** Opening Source data block **

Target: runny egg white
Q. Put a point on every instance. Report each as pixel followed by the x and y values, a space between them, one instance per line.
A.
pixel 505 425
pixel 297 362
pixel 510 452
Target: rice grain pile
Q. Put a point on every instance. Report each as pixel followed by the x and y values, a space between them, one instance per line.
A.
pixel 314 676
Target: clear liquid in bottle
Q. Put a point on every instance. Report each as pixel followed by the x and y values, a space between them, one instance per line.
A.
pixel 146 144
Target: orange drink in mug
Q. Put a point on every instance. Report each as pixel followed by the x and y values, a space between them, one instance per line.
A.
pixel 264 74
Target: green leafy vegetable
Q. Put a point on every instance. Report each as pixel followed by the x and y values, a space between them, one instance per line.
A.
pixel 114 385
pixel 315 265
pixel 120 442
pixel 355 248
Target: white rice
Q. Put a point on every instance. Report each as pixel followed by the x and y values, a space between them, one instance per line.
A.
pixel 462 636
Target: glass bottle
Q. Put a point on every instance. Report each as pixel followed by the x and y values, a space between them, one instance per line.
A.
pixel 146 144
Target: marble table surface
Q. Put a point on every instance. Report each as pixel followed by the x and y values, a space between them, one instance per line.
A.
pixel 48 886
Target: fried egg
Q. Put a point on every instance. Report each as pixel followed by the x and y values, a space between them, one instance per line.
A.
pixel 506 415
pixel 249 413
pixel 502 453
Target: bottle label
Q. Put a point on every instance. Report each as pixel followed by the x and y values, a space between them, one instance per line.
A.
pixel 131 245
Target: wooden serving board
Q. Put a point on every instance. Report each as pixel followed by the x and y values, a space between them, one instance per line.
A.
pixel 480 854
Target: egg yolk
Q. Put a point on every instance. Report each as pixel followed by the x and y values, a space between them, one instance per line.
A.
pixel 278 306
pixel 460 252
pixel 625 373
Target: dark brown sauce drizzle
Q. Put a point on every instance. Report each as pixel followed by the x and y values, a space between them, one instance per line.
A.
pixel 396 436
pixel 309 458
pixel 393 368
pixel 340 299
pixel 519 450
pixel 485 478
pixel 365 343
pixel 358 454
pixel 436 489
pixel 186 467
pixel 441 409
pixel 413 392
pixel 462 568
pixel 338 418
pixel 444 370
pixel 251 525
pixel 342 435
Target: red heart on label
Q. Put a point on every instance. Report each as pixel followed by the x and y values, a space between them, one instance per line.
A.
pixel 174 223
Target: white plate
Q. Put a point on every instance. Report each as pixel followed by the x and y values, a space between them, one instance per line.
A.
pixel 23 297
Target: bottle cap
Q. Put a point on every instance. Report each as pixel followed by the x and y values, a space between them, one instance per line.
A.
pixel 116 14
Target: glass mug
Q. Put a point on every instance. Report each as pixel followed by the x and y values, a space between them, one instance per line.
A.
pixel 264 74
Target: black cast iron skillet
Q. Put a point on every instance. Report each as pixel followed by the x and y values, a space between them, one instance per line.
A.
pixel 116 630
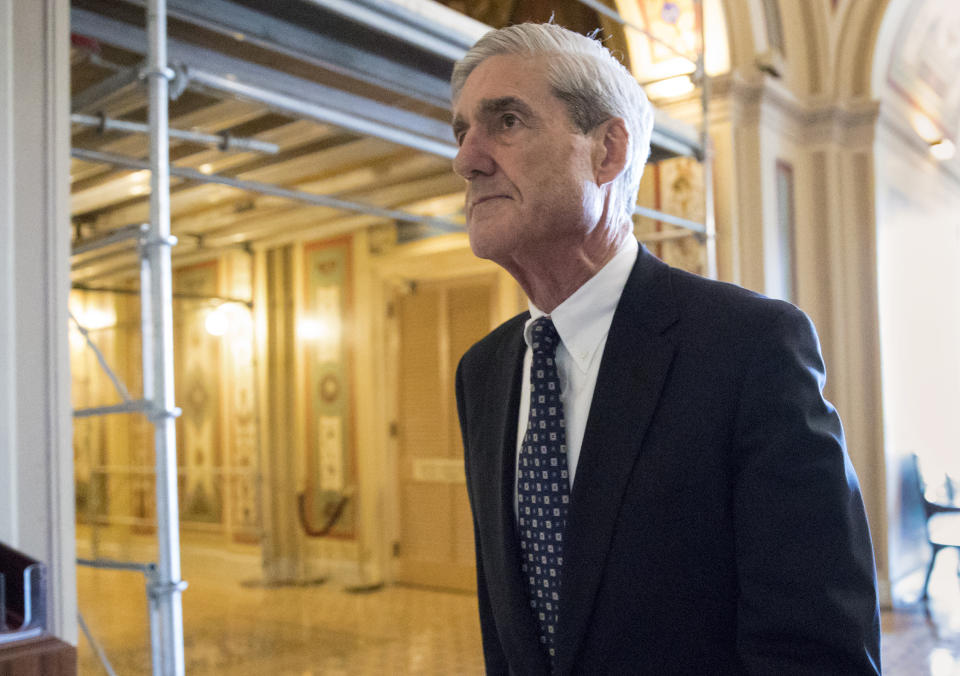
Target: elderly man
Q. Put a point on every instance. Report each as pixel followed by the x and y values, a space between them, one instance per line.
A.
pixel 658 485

** Closing Source data block **

▸ **Task goal**: Copy out all the data exactly. No images belong in the copy.

▸ **Solution below**:
Target: runny egg white
Q. Put a point on every instance. Report each as pixel followed by the x and y values, a space between them, one instance per line.
A.
pixel 505 425
pixel 297 362
pixel 510 452
Target: rice grain pile
Q. Put a point on every instance. Report each as pixel followed by the x and y values, a space between them, one instance per line.
A.
pixel 314 676
Target: clear liquid in bottle
Q. Put a point on every instance. Report each as pixel followed by the x and y values, a space between them, one instance per line.
A.
pixel 146 144
Target: orange drink in mug
Q. Put a point on every instance. Report each as pixel followed by the x and y values, a space between them, one instance per line.
A.
pixel 264 74
Target: green leafy vegetable
Q. Put a point on every instance. Report each as pixel followed by the x and y values, a space between them, one instance per line.
A.
pixel 114 385
pixel 315 265
pixel 120 442
pixel 355 248
Target: white rice
Q. Put a point on every instance. Report each as pixel followed by the x and y values, a space between them, one instance per line.
A.
pixel 462 636
Target: glass bottle
Q. Put a point on every instance. Report each as pixel followed by the x and y values, a space between them, one instance per line.
A.
pixel 146 144
Target: marble table surface
Q. Put a point on every instance. Report each as pixel followed by the x and y values, a space between them, one instance per line.
A.
pixel 48 886
Target: fried egg
Q. Put a point on every instance. Report each as pixel followed by the x and y values, a space between them, one instance per line.
A.
pixel 506 415
pixel 249 413
pixel 502 453
Target: bottle label
Q. Put a point on every instance. Report each as pixel followed by the x and y values, a space between them, one instance per line.
A.
pixel 131 245
Target: wooden serving board
Q. Put a point on every instance. Report each as pixel followed by the x and y values, a space between them, one instance per line.
A.
pixel 480 854
Target: egg yolk
Q. Put a point on every instance. Report each as pixel followed by the x and y values, a space between them, one instance per line.
A.
pixel 278 306
pixel 460 252
pixel 625 373
Target: dark brown sauce drizzle
Q. Put a point on every instance. Report each as pixel followed by the x and y values, a space between them, one instance per line.
A.
pixel 396 436
pixel 309 458
pixel 393 368
pixel 340 299
pixel 519 450
pixel 485 478
pixel 365 343
pixel 358 454
pixel 436 489
pixel 186 467
pixel 441 409
pixel 413 392
pixel 462 568
pixel 338 418
pixel 444 370
pixel 251 525
pixel 342 435
Target: red heart on label
Q. Put a point on every instance. Report each as pixel followed by the x and y values, a space between them, one instance per line.
A.
pixel 174 223
Target: white plate
Q. Put a point on every instance. Report each as pixel followed by the x and y values, a space between them, one instance per line.
A.
pixel 23 297
Target: bottle cap
Q. Put a point on every instance. Report each as pixel followed by the x and y values, a space between them, one instance per line.
A.
pixel 116 14
Target: glass mug
Q. Put a point on every instance. Report each as pixel followed by the x and y values, a space between them, one instance per line.
A.
pixel 264 74
Target: black cast iron skillet
Q. Put a point on every instance. Report each as pixel followed by the x and y values, a space between them, one instance per line.
A.
pixel 116 630
Target: elderly man
Q. Put a point on every instance. Report each as pixel followed by the x and y values, a space between them, one instance per line.
A.
pixel 658 485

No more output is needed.